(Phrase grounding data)

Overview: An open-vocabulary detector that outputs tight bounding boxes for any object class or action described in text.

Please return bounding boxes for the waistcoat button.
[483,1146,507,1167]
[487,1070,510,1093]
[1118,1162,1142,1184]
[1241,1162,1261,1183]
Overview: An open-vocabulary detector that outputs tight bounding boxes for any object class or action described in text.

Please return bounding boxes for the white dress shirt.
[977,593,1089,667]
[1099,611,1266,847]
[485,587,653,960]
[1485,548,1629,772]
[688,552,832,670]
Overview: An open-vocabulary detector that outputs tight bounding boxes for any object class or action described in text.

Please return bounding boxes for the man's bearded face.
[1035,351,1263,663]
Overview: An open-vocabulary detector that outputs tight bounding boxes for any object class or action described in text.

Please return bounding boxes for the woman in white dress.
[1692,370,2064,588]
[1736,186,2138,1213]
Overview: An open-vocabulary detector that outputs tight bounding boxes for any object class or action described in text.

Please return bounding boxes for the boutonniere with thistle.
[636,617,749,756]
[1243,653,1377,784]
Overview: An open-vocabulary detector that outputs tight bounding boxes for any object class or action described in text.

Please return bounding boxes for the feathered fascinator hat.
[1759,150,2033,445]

▶ **Brief**
Retype the records above in full, exactly.

▶ **Response to the task**
Overview: An open-vocabulary detector that outputs tight bounding boxes for any object class or action described in text.

Please return bounding boxes for the waistcoat button.
[483,1146,507,1167]
[487,1070,510,1093]
[1118,1162,1142,1184]
[1241,1162,1261,1183]
Overview: An open-vocabulary detector that outputs tight bounding boxes for any object class or action described in text.

Please return bounding boxes for the white dress shirt.
[977,593,1089,667]
[1099,611,1266,847]
[485,587,653,960]
[1485,548,1629,772]
[688,552,832,670]
Overview: An open-vocabulary detector that outputs tight bounding boxes for any object class or action described in text.

Please return bounding boxes for the man's bearded face.
[1035,351,1263,663]
Overview: An open-vocabulary detector that outputs tight bounding boxes for any object class or action described in text.

Please return bounding boxes for the woman in white dress.
[1692,370,2064,588]
[1736,186,2138,1213]
Overview: An open-vocabulary detector that outputs tight bounding boxes for any object class or action described in text.

Please return bounding boxes for the boutonniere with thistle.
[636,617,749,756]
[1243,653,1377,784]
Overview: An open-vocabulary detector that outputs tight bounding boxes for any object class or action described in text.

Please return bounding boxes for the feathered fascinator hat.
[1759,150,2033,445]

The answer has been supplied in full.